## Problem description
Extract every line of the entries below that contains the string "post", and copy each matching line unchanged. The match is case-sensitive.

## Records for this task
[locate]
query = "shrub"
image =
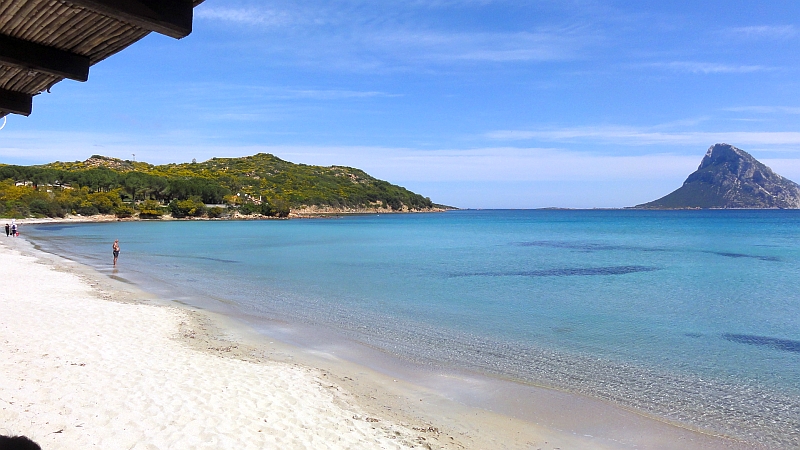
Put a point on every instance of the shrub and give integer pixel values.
(192, 207)
(215, 212)
(249, 209)
(150, 209)
(123, 211)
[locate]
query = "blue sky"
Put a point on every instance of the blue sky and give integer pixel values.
(474, 103)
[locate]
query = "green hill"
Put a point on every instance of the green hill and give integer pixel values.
(259, 184)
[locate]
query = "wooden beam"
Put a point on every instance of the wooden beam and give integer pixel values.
(33, 56)
(169, 17)
(16, 102)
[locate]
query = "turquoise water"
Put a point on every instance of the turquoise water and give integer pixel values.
(689, 315)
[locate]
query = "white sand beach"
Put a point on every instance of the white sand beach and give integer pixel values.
(85, 364)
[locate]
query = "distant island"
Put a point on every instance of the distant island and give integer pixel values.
(261, 185)
(729, 178)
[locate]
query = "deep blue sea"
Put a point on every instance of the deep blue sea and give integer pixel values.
(693, 316)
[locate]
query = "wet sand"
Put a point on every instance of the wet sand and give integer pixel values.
(89, 360)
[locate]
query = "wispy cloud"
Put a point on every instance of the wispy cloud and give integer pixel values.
(541, 45)
(332, 94)
(246, 16)
(766, 31)
(709, 68)
(766, 109)
(638, 136)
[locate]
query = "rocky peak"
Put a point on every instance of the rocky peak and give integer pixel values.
(729, 177)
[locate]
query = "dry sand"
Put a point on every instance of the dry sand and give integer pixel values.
(88, 362)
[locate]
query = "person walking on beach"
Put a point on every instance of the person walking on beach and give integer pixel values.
(116, 250)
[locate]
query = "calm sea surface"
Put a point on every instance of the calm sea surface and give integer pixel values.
(689, 315)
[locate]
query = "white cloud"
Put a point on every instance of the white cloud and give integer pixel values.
(766, 109)
(332, 94)
(766, 31)
(639, 136)
(245, 16)
(709, 68)
(540, 45)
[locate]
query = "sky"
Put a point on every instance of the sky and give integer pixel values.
(473, 103)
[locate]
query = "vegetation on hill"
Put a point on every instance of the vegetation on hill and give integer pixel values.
(260, 184)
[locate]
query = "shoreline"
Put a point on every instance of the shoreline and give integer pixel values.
(443, 421)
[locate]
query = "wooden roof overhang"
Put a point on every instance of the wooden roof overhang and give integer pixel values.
(44, 41)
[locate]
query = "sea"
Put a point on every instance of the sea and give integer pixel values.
(689, 316)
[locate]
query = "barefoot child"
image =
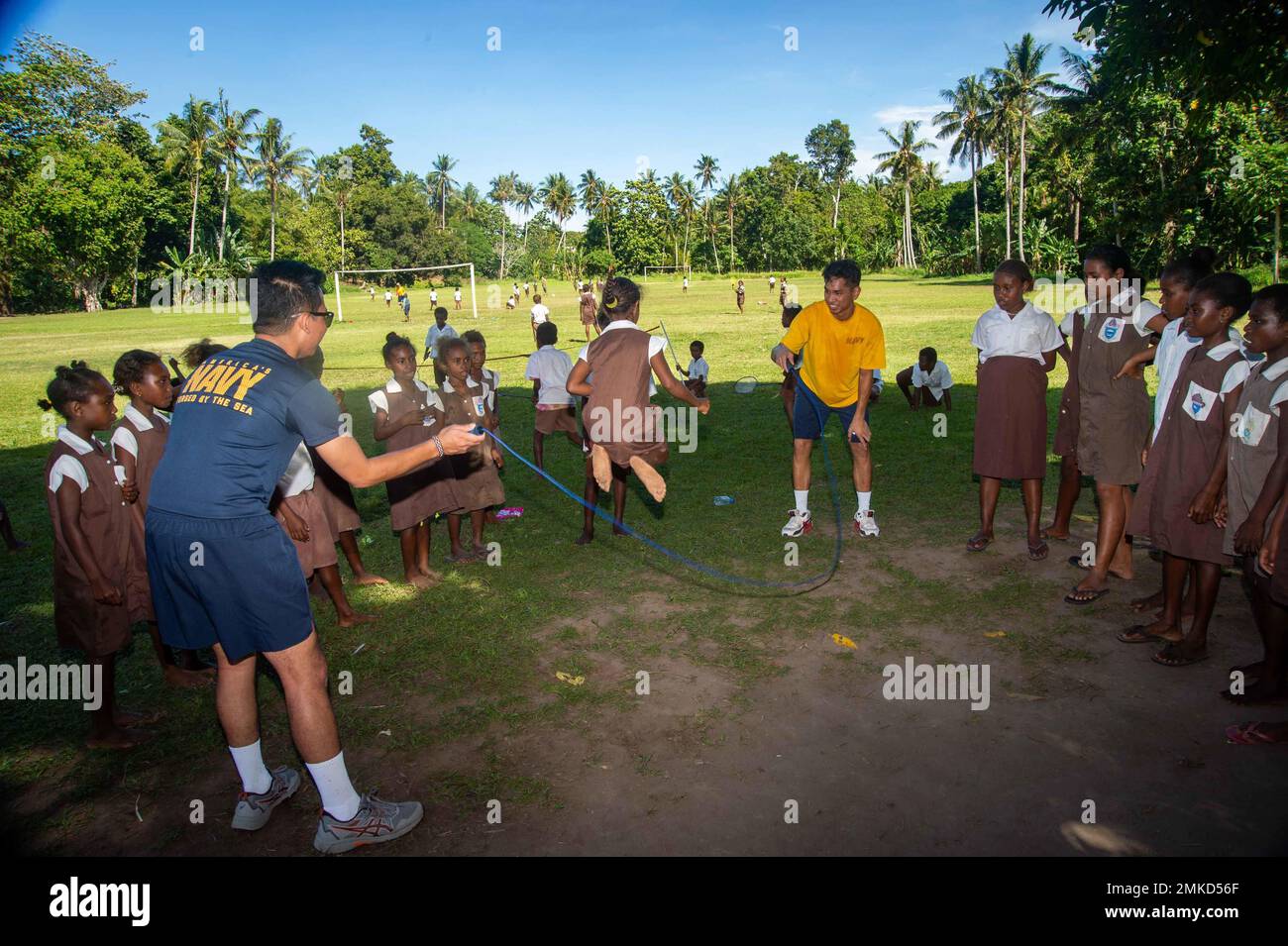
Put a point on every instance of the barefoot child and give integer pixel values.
(296, 507)
(926, 381)
(138, 443)
(1017, 345)
(622, 425)
(408, 413)
(89, 508)
(1113, 415)
(696, 374)
(548, 370)
(1257, 475)
(1186, 469)
(477, 484)
(334, 491)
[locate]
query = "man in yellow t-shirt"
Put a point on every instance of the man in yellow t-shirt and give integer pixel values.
(842, 345)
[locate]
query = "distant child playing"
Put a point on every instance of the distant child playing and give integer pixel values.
(89, 508)
(548, 369)
(1017, 345)
(407, 412)
(1186, 469)
(477, 484)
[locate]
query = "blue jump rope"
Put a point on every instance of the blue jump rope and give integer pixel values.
(684, 560)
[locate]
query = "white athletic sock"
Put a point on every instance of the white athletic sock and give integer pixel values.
(250, 766)
(339, 799)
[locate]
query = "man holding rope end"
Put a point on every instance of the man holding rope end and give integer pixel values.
(226, 576)
(842, 345)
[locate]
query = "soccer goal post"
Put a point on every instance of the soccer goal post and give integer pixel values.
(338, 273)
(678, 270)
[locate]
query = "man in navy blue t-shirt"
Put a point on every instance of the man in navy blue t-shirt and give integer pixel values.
(224, 575)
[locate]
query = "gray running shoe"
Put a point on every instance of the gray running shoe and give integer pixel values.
(375, 822)
(253, 811)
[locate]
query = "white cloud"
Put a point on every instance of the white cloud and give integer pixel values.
(896, 115)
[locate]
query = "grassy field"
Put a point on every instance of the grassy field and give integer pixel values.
(467, 670)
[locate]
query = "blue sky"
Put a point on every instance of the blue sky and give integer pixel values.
(574, 85)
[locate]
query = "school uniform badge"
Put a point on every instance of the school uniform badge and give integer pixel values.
(1199, 402)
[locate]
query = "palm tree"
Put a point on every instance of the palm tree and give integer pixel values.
(277, 164)
(524, 200)
(439, 180)
(732, 197)
(1028, 89)
(232, 139)
(502, 193)
(905, 163)
(185, 142)
(964, 123)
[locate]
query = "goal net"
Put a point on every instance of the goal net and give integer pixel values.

## Finished exercise
query = "soccer goal post"
Put a point on every instance of the soccer goal post and give integer pixel values.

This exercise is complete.